--- RECORDS FOR THIS EXERCISE Enclosed Below ---

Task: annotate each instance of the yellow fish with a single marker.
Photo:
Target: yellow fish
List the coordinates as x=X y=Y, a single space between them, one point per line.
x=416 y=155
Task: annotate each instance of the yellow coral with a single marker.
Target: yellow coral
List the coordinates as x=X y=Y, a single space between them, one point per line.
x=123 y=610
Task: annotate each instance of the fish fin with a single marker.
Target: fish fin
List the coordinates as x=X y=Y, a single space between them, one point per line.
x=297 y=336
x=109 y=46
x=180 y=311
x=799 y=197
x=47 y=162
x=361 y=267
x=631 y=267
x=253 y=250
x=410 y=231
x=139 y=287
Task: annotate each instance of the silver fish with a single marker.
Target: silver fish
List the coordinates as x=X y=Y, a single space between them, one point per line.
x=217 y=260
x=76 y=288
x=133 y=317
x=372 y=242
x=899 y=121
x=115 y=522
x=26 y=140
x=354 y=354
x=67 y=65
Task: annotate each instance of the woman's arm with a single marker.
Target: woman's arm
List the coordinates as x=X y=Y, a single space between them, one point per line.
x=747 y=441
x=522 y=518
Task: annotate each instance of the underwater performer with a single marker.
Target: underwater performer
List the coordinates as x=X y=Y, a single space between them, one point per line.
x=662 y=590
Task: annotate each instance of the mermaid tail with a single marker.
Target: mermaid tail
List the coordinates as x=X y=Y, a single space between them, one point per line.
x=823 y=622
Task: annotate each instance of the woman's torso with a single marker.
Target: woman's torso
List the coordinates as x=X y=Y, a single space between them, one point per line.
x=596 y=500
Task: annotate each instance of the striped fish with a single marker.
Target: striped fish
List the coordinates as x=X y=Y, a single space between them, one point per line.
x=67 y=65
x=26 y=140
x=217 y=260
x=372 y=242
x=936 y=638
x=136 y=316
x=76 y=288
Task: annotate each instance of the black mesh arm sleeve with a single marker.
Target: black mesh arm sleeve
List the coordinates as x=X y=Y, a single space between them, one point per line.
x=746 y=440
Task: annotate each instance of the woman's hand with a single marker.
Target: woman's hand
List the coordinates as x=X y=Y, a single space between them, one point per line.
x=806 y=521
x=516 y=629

--- End of Enclosed RECORDS FOR THIS EXERCISE ---

• [PROBLEM DESCRIPTION]: Copy out each record, keeping every word as it is.

• [OUTPUT OF THE EXERCISE]:
Task: annotate each instance of the yellow fish with a single marker.
Photo:
Target: yellow fish
List the coordinates as x=X y=Y, a single space between them, one point per line.
x=416 y=155
Task: annotate each instance of the yellow coral with a single marker.
Target: yellow coral
List the coordinates as x=X y=Y, a single space between them, one point per line.
x=123 y=610
Task: annotate each instance of the fish fin with a single marker.
Target: fish fin
List the coordinates as x=X y=Y, a single space between them, one point per line.
x=297 y=336
x=109 y=46
x=180 y=311
x=799 y=197
x=47 y=162
x=361 y=267
x=631 y=267
x=253 y=250
x=410 y=231
x=139 y=287
Task: annotate each instance of the silver fish with a single marker.
Target: silver fish
List the coordinates as x=X y=Y, a single space between them, one point per line.
x=217 y=260
x=76 y=288
x=133 y=317
x=372 y=242
x=899 y=121
x=115 y=522
x=26 y=140
x=354 y=354
x=67 y=65
Task: annotate each instance of the woman's arm with a single marker.
Target: woman's arm
List the coordinates as x=X y=Y, a single space between them, one point per line.
x=747 y=441
x=522 y=518
Task: annotate each instance of the underwater performer with a single marker.
Target: underwater performer
List the coordinates as x=X y=Y, a single space between them, one point per line.
x=662 y=590
Task: annotate each instance of the mermaid tail with a single marker.
Target: mermaid tail
List the coordinates as x=X y=Y, a single space between them, one point per line.
x=823 y=622
Task: annotate each instance of the woman's torso with a single marker.
Target: woman's torso
List the coordinates as x=X y=Y, a single space between them, one point per line.
x=596 y=500
Task: annotate each instance of the striped fish with a single marker.
Target: striped fish
List the coordinates as x=X y=Y, a single space between them, one point per line.
x=67 y=65
x=26 y=140
x=217 y=260
x=372 y=242
x=936 y=638
x=136 y=316
x=76 y=288
Task: annotate each instance of the black mesh arm sleeve with a single marker.
Target: black mesh arm sleeve
List the coordinates as x=X y=Y, a single space between them, one point per line.
x=746 y=440
Task: annotate each instance of the woman's hand with a single marker.
Target: woman's hand
List the coordinates as x=X y=Y, a single space between them, one point per line.
x=806 y=521
x=516 y=629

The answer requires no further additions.